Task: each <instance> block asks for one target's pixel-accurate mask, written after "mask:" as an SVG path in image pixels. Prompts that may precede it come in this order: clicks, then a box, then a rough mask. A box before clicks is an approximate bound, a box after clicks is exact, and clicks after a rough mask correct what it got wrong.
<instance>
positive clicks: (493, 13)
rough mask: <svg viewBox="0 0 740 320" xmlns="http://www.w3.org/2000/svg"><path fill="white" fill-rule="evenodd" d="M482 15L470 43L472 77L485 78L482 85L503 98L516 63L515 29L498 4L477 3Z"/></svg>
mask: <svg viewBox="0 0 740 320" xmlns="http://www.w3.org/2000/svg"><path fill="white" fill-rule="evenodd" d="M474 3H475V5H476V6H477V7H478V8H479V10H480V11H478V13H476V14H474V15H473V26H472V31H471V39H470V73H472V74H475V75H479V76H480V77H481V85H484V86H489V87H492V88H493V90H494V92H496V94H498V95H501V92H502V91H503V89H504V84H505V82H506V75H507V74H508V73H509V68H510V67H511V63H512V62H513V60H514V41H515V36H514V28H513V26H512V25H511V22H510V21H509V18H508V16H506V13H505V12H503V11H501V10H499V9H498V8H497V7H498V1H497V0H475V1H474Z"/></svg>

━━━━━━━━

* **Task directions**
Work out how many lines of the material contain the string "clicks"; nothing except that figure should be given.

* **Your solution**
2